**INSTRUCTIONS**
(A) Repeat the episode transcript word for word, starting with "It's just that" and going on through "Good towel.".
(B) In the records, starting with the line with "rear dual tire: detect & box" and going on through the end of the records, change "dump" to "tipper" and give back only those lines, unchanged otherwise.

**QUOTED PASSAGE**

################

Step by Step (1991–1998): Season 4, Episode 17 - Head of the Class - full transcript

Dana is proud as a peacock to be selected as tutor for a remedial class- till she learns her colleague is Cody, nobody pays any attention to Miss Foster's dry academic lecture on the Civil War but Codeman's reconstruction of Gettysburg is a regular hit with the kids. The bunch of lifetime losers must be prepared in two weeks because Cody enrolled the class for the TV Quiz It's Aademic... Meanwhile Frank got the other kids to help with housework for the unborn baby's sake, but Carol can't accept anything they do without minutely following her utterly obsessive perfectionist rules, till she sees young Brendan got so worried that the boy started doing that nonsense at night...

Just doing
a little dusting, honey.

Yeah, with a leaf blower?

Yeah, well, it beats the tower

over that sissy,
feather duster.

I'm all done.

I'll, I'll fix this
when I come back in.

Honey, I like your hair.

Did you do
something different?

Yeah, that wind-blown look.

I like it.

Well, what's going on?



Well, Dad says you're not
supposed to work so hard

because you're pregnant
so we're all pitching in.

Well, I really appreciate
that,

and you're doing
a very good job.

I would just like
to say one thing

about the way that
you're folding these towels.

See, I like to do it
like this,
one-third, one third.

Bend, bend, and fold.

See?

Let me show you again, okay?

Okay. Just watch me.
Here we go.

One-third, one-third.
Bend, bend and fold.

See? All the edges
are smooth. Happy towels.

Mom, every time we do
something around the house,



you say we're doing it wrong.

No, no.
You're not doing it wrong.

It's just that I do it better.

Okay, let me show you
once more, all right.

Just watch me.
Here we go.

One-third, one-third.
Bend, bend, and fold.

See?

Good towel.

Better towel.

Hey, guys. Guess what.

The greatest thing
happened to me today.

Well, congratulations.

Did you finally outgrow
that training bra?

Hey, JT. That's real funny

for a greaseball slacker
with no future

and an inflatable girlfriend.

Yeah?

Well, you got big shoes.

Man, that was lame.

So, Dana,
what's your good news?

################

**RECORDS TO USE**
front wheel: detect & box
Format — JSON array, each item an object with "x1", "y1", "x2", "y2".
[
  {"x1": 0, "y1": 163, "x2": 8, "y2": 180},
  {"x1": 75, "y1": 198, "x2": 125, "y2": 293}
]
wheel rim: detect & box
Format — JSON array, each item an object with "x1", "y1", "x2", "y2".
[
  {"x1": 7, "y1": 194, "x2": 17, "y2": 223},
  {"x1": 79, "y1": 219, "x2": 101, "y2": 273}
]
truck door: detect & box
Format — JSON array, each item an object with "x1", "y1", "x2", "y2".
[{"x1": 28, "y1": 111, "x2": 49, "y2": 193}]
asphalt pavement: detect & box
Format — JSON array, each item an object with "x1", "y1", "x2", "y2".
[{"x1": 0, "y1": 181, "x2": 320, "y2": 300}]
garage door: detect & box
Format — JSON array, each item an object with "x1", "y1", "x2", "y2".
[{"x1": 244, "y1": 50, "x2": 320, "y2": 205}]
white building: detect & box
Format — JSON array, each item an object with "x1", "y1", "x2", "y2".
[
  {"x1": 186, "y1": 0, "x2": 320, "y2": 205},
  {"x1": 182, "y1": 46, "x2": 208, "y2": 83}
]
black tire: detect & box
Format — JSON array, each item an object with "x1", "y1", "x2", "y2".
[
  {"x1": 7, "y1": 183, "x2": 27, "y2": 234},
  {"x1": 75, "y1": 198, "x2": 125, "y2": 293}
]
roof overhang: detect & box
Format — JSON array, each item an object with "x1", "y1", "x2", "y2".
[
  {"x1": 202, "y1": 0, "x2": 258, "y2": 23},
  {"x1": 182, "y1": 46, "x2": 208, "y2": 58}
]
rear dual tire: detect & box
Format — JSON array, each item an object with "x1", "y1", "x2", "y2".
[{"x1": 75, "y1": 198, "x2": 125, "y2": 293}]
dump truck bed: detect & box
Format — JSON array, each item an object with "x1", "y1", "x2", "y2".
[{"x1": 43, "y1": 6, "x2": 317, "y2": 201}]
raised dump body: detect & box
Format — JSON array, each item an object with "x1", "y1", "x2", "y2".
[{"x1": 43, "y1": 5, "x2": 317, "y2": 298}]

################

**OUTPUTS BY TASK**
(A)
It's just that I do it better.

Okay, let me show you
once more, all right.

Just watch me.
Here we go.

One-third, one-third.
Bend, bend, and fold.

See?

Good towel.

(B)
rear dual tire: detect & box
Format — JSON array, each item an object with "x1", "y1", "x2", "y2".
[{"x1": 75, "y1": 198, "x2": 125, "y2": 293}]
tipper truck bed: detect & box
Format — JSON array, each item an object with "x1", "y1", "x2", "y2".
[{"x1": 43, "y1": 6, "x2": 317, "y2": 201}]
raised tipper body: detect & box
Format — JSON array, each item an object with "x1", "y1", "x2", "y2".
[{"x1": 43, "y1": 5, "x2": 317, "y2": 298}]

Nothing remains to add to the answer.